Beginning with the first entry, restate the data word for word and leave out the images.

_The input_:
----
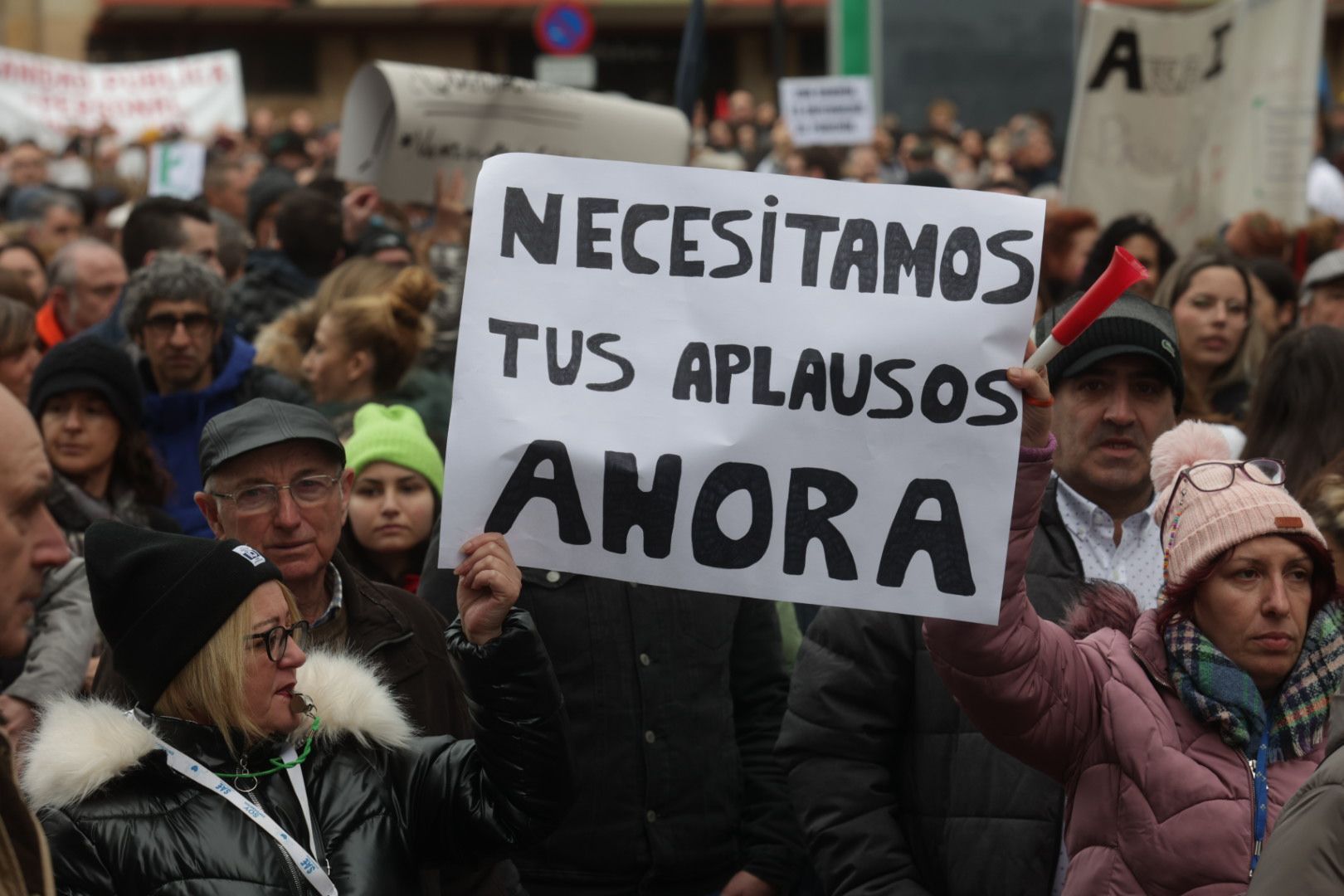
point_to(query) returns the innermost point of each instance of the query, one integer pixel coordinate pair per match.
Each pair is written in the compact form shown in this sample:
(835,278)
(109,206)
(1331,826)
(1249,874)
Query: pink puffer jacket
(1157,804)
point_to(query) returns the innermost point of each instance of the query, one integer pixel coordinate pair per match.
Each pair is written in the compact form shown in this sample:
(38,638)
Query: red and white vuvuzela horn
(1122,273)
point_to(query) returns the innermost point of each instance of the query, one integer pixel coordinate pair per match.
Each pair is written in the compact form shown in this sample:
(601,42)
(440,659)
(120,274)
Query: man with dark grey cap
(891,783)
(1322,290)
(275,480)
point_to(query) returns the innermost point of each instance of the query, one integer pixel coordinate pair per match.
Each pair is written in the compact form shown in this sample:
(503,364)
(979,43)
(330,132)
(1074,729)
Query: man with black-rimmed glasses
(275,479)
(192,367)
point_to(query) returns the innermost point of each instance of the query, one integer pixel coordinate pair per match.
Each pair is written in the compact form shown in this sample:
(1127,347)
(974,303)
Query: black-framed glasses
(164,325)
(277,638)
(1215,476)
(309,490)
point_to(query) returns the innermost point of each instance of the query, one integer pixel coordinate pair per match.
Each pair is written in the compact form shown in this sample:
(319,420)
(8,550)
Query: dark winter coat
(272,284)
(1304,859)
(175,421)
(1159,805)
(383,802)
(897,791)
(675,700)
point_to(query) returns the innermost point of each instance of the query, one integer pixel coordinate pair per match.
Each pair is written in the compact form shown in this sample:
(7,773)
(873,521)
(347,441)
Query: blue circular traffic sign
(563,28)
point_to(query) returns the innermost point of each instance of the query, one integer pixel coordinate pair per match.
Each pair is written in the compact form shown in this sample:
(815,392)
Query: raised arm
(513,783)
(1025,683)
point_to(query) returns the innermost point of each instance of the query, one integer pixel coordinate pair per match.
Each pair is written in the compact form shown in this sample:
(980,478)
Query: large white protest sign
(828,112)
(42,97)
(402,123)
(1195,117)
(765,386)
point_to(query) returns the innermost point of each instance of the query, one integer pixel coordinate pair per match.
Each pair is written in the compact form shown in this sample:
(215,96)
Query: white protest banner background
(177,169)
(762,386)
(1273,108)
(1195,117)
(402,123)
(42,97)
(828,112)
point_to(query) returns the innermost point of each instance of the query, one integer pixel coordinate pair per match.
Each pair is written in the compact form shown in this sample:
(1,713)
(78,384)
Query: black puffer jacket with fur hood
(383,801)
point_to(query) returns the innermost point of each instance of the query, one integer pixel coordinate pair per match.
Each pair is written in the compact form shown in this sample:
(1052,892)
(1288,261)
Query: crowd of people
(245,668)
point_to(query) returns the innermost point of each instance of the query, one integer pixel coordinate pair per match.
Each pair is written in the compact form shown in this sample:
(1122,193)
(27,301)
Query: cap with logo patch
(1129,327)
(260,423)
(160,598)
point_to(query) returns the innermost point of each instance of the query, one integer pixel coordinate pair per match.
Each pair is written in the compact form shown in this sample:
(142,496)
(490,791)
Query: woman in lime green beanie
(397,496)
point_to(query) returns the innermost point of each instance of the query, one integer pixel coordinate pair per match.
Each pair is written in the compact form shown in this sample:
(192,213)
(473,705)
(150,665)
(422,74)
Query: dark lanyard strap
(1261,796)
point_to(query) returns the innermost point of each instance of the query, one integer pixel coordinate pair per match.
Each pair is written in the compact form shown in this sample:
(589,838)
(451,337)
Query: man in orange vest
(86,281)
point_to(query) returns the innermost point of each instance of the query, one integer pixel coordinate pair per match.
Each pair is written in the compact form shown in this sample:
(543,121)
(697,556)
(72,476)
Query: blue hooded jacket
(175,422)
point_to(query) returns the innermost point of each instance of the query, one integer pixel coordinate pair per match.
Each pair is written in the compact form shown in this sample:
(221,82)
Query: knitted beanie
(160,598)
(394,434)
(1205,524)
(95,366)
----
_Problem solution_:
point_to(query) returns the innermost point of each instance of the query, one integer pixel coordinate pair per match.
Each pair is written in the compact form shown in this sample:
(835,278)
(109,206)
(1331,826)
(1249,874)
Query: pink puffer jacket
(1157,804)
point_to(query) returns the innermost point of each instance of the query, one integer pixel coordinate pair per match.
Each pair is written in the compact form shown in this sample:
(38,638)
Query: red and white vuvuzela horn
(1122,273)
point_to(query) returns the innermost point of each instance of the query, one integer pixel coordinate pair per match.
Each pair is written in the compact form shown in this sample:
(601,42)
(440,659)
(120,274)
Query: man with dark grey cap
(891,783)
(1322,290)
(275,480)
point_to(query) returns the innermost point of each instance of the query, one integer pixel coordinate pair per match.
Each pair is written in the compact form shown in this sample:
(503,364)
(979,43)
(330,132)
(1074,729)
Query: man with black-rimmed glasses
(275,479)
(192,367)
point_to(query) returns the innermost point of each instance of the query, one integer pixel coordinate pair per match.
Each pair is written in the compact form shown in this sample:
(1127,347)
(974,303)
Query: black-framed glasses
(164,325)
(277,638)
(1215,476)
(309,490)
point_to(query) returns the innermost point of each instance of the query, one integer pixel coordinate pair per match.
Each pair is written in the compact form shown in this sample:
(319,420)
(8,550)
Query: dark winter coat
(272,284)
(1304,859)
(175,421)
(1159,805)
(383,802)
(897,791)
(675,700)
point_to(query) returns the innermost point of each instance of the query, one integer pixel coordinate pair per match.
Each pair is written in the compact form shown in this sample:
(7,773)
(873,521)
(347,441)
Query: blue circular traffic sign
(563,28)
point_to(query) returns the innermost point of each instance of the query, one integer pixel coordinate pair per match.
Each pair is written in the compact form shown in this sample:
(815,392)
Query: raised arm
(513,783)
(1025,683)
point_to(query) returns the innermost point of each instance of the query, one integer pixel coordinate pair per match.
Each pair is written in the compact form shown in this sample:
(980,478)
Query: large white protest sign
(828,112)
(42,97)
(402,123)
(1195,117)
(765,386)
point_to(query) returns the innermost point of each instance of the query, one integer pixel coordinate pair per match.
Each pair is written in the compact form shown in this sample:
(215,96)
Query: white protest banner background
(177,169)
(762,386)
(1273,108)
(1195,117)
(402,123)
(42,97)
(828,112)
point_to(query) returns the innermost point of each instance of the query, one integer pixel coordinate pair per match.
Each pair is written in the compact form shown in this sample:
(1,713)
(78,384)
Query: black puffer jacket with fur hood
(383,801)
point_to(query) returns the innermost point of each instance of the query, one integer pixel coordinate pair per match.
Each pair is written in the compact form shown in this sample:
(1052,892)
(1288,261)
Query: crowd of people
(245,668)
point_to(query) returns the innermost point of each instance of the query, one integer pixel coordinate pair per match.
Each pair is written in the compact form shown in this sample:
(1122,193)
(27,301)
Query: cap with logo patch
(1129,327)
(260,423)
(160,598)
point_to(query) returns the innermost point of each instance of the query, one integer pixel coordinate pair per match.
Each pair is written in the compact form shown in this sample:
(142,496)
(490,791)
Query: woman in lime green beanie
(397,496)
point_to(query) returns the innermost point of each instance of the query, one integer pixel coordinate pair per match.
Each pair is written in the compact form shown in this sample:
(192,213)
(473,705)
(150,665)
(422,74)
Query: dark lanyard strap
(1261,796)
point_to(query) returns the innermost point of each instance of the query, one integer pixel coordinate pair per match.
Each pair is written in the compact form shown in this sample:
(589,838)
(451,337)
Query: man in orange vest
(86,281)
point_to(query) returns the innermost point of each instance of the query, one integer pixel coordinate pair per match.
Each pair is written in the compact form shown in this sample:
(543,121)
(697,556)
(72,476)
Query: blue hooded jacket
(175,422)
point_to(query) returns the innermost point of each instance of the query, one integer pixel coordinate pair per match.
Each pair is written in the compact form shown in this sample:
(221,82)
Query: knitted beanie
(160,598)
(394,434)
(1205,524)
(95,366)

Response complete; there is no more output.